● WORK REQUIRED: Convert the material below into a two-column CSV with the headers input and output. Each row pairs a text with its answer, with every field in quotes and any line breaks replaced by spaces.

• • • •

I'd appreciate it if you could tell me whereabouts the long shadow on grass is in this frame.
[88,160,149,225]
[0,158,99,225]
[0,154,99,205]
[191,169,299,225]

• • • •

● SOLUTION:
input,output
"I'd appreciate it if you could tell me whereabouts the long shadow on grass is in this frame.","[88,160,149,225] [0,158,99,225] [0,154,99,205] [191,169,299,225]"